Roasted Fennel and Blood Orange Salad with Toasted Pistachios and Pomegranate Dressing
Bright, zesty, and packed with crunch, this Roasted Fennel and Blood Orange Salad is a flavor-packed masterpiece! The caramelized fennel meets juicy citrus, nutty pistachios, and a tangy pomegranate dressing—each bite is an adventure. Let’s turn your salad game up a notch together!
4.7 out of 5 (3 ratings)

Prep Time
20 minutes
Cook Time
25 minutes
Servings
4 servings
Cuisine
Mediterranean
Ingredients
- •2 medium fennel bulbs, trimmed and sliced
- •3 tablespoons olive oil, divided
- •1/4 teaspoon salt
- •1/4 teaspoon freshly ground black pepper
- •3 blood oranges, peeled and sliced into rounds
- •1/4 cup pomegranate seeds
- •1/4 cup shelled unsalted pistachios, toasted
- •1 tablespoon fresh mint leaves, chopped
- •1 tablespoon honey
- •1 tablespoon pomegranate molasses
- •1 tablespoon freshly squeezed lemon juice
- •1/2 teaspoon Dijon mustard
Instructions
- 1
Preheat the oven to 400°F (200°C). Line a baking sheet with parchment paper.
- 2
Place the sliced fennel on the baking sheet and drizzle with 2 tablespoons of olive oil. Sprinkle with salt and pepper.
- 3
Roast in the preheated oven for 20-25 minutes, flipping halfway through, until the fennel is tender and lightly caramelized.
- 4
While the fennel is roasting, prepare the dressing by whisking together honey, pomegranate molasses, lemon juice, Dijon mustard, and the remaining tablespoon of olive oil in a small bowl.
- 5
Toast the pistachios in a dry skillet over medium heat for 2-3 minutes until fragrant. Set aside to cool.

***

## PROBLEM DETAILS
Write out the fennel salad recipe word for word, from "Roasted Fennel and Blood Orange Salad with" to "5 (3 ratings)".

## INFORMATION PROVIDED
***

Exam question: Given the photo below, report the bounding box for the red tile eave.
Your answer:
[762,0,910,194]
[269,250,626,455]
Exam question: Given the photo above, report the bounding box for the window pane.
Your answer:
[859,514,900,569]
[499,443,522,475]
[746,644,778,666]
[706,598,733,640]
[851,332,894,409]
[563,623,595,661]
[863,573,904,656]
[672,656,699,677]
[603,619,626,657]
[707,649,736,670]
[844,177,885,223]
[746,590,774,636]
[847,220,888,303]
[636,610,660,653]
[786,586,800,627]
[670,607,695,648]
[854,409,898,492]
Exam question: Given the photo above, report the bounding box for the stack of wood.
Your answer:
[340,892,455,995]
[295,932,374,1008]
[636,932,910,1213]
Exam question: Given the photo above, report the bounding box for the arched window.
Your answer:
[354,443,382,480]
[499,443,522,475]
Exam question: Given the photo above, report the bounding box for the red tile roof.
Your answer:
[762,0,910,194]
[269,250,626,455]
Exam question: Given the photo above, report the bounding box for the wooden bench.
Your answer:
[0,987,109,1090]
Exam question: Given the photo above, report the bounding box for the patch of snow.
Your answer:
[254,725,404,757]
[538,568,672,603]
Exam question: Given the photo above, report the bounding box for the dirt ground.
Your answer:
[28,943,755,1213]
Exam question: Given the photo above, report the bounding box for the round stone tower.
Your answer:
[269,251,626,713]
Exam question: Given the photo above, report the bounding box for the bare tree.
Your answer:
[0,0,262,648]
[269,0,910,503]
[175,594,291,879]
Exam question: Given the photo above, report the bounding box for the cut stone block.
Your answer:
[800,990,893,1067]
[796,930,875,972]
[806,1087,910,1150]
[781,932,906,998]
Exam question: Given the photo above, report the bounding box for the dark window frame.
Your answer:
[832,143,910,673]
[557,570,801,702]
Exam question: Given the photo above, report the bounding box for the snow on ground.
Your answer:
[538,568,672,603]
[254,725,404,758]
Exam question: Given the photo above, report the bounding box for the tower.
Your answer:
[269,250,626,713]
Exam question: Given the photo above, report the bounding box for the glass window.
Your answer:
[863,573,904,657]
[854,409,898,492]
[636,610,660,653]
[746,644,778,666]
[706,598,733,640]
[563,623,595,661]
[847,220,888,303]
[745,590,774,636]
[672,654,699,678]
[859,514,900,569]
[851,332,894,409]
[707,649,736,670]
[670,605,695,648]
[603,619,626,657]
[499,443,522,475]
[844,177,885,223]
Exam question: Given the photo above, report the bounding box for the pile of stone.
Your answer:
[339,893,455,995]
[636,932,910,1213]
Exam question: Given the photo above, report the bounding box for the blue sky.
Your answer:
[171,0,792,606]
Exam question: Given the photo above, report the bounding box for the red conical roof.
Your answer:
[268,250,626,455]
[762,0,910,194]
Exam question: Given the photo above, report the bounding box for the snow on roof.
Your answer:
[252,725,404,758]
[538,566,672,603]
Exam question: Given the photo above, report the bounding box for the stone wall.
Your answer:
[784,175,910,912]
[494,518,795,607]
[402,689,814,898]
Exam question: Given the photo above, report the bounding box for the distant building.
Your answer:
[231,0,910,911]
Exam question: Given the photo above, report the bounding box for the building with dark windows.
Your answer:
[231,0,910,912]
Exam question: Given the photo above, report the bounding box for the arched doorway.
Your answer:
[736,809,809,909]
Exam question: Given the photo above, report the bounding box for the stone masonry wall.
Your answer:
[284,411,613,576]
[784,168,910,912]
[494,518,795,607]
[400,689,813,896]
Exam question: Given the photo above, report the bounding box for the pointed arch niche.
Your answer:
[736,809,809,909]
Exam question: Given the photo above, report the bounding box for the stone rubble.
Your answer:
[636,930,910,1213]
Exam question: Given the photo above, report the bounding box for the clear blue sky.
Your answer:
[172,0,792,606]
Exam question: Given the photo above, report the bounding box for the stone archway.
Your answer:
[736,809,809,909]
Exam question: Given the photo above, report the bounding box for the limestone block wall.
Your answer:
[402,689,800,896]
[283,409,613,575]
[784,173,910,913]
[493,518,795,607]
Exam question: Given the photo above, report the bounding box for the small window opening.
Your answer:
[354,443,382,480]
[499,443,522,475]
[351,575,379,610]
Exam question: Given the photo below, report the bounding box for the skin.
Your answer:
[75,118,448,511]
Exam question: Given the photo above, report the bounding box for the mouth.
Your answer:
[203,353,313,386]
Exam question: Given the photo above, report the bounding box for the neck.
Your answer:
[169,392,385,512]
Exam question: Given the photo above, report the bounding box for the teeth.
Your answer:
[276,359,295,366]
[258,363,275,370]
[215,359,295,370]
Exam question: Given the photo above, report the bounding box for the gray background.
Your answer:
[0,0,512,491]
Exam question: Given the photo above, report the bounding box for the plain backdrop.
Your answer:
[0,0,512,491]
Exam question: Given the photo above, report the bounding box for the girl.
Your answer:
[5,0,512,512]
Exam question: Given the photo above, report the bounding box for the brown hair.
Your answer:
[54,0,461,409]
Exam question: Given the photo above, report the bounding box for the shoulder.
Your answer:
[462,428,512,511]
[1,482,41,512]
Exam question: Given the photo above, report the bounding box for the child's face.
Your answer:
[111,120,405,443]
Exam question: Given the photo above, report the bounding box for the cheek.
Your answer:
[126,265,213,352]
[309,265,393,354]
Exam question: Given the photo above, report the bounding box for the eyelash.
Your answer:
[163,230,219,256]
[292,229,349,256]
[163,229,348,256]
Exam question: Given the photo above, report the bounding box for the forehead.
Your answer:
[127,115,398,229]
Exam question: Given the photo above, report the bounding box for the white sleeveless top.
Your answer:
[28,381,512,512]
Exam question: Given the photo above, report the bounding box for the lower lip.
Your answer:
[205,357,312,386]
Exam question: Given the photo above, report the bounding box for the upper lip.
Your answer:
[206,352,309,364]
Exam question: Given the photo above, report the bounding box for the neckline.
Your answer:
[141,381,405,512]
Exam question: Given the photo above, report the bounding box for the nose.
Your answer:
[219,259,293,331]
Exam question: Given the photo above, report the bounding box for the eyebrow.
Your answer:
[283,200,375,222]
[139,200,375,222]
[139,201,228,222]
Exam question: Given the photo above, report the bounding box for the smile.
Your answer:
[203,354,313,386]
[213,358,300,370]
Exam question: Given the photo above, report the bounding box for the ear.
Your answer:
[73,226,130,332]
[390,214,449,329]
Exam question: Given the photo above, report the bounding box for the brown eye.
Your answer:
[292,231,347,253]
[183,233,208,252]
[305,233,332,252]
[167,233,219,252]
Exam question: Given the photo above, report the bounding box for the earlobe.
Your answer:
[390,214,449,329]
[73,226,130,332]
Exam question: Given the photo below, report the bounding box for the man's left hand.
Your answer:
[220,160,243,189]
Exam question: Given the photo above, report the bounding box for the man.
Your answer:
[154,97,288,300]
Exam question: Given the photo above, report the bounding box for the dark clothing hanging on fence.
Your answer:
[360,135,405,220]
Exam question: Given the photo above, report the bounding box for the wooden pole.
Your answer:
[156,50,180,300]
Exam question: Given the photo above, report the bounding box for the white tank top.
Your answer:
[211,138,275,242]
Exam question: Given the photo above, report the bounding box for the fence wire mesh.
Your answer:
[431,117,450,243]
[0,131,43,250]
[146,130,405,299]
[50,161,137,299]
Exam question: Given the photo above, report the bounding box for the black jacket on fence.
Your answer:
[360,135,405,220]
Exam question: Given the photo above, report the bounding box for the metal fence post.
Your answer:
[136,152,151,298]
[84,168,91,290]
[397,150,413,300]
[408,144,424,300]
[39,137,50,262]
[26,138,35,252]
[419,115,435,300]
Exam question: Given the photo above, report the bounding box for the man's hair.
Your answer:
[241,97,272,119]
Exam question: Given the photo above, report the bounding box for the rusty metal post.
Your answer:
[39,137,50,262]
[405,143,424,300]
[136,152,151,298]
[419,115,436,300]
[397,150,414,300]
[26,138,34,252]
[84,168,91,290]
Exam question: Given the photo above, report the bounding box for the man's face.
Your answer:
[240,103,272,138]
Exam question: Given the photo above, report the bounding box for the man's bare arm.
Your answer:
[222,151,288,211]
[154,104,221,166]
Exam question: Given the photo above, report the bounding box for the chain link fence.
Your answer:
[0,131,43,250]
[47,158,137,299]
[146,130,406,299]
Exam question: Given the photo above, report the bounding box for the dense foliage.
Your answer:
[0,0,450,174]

***

## SOLVED PROBLEM
Roasted Fennel and Blood Orange Salad with Toasted Pistachios and Pomegranate Dressing
Bright, zesty, and packed with crunch, this Roasted Fennel and Blood Orange Salad is a flavor-packed masterpiece! The caramelized fennel meets juicy citrus, nutty pistachios, and a tangy pomegranate dressing—each bite is an adventure. Let’s turn your salad game up a notch together!
4.7 out of 5 (3 ratings)